▶ READING PASSAGE

--- START ---

Tempdb is a critical resource in SQL Server.

It is used internally by the database engine for many operations, and it might consume a lot of disk space. In the past two weeks I encountered 3 different scenarios in which tempdb has grown very large, so I decided to write about troubleshooting such scenarios.
Before I describe the methods for troubleshooting tempdb space usage, let’s begin with an overview of the types of objects that consume space in tempdb. There are 3 types of objects stored in tempdb:
  • User Objects
  • Internal Objects
  • Version Stores
A user object can be a temporary table, a table variable or a table returned by a table-valued function. It can also be a regular table created in the tempdb database. A common misconception is that table variables (@) do not consume space in tempdb, as opposed to temporary tables (#), because they are only stored in memory. This is not true. But there are two important differences between temporary tables and table variables, when it comes to space usage:
  1. Indexes and statistics on temporary tables also consume space in tempdb, while indexes and statistics on table variables don’t. This is simply because you cannot create indexes or statistics on table variables.

--- END ---

▶ RECORDED INFORMATION

--- START ---

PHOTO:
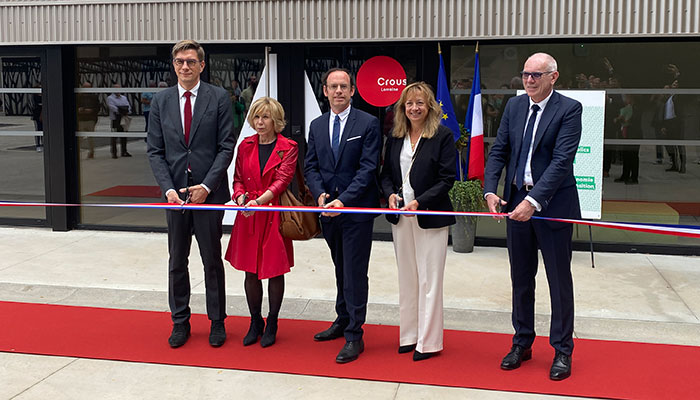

--- END ---

▶ COMPLETE THE FOLLOWING
• a. Rewrite the paragraph of the tempdb passage that begins "It is used internally" in no more than two sentences, keeping its main facts.
• b. Answer these questions using the tempdb passage:
(i) Which three types of objects are stored in tempdb?
(ii) What mistaken belief about table variables does the passage correct?
(iii) Why do indexes and statistics on table variables not consume space in tempdb?
The material has no connection to the text on tempdb.

▶ SOLUTIONS BY TASK
• a. The database engine uses tempdb internally for many operations, and it can take up a lot of disk space. After seeing three different cases of tempdb growing very large within two weeks, the writer decided to cover how to troubleshoot them.

• b.
(i) User objects, internal objects and version stores.
(ii) The belief that table variables, unlike temporary tables, use no space in tempdb because they are stored only in memory.
(iii) Indexes and statistics cannot be created on table variables.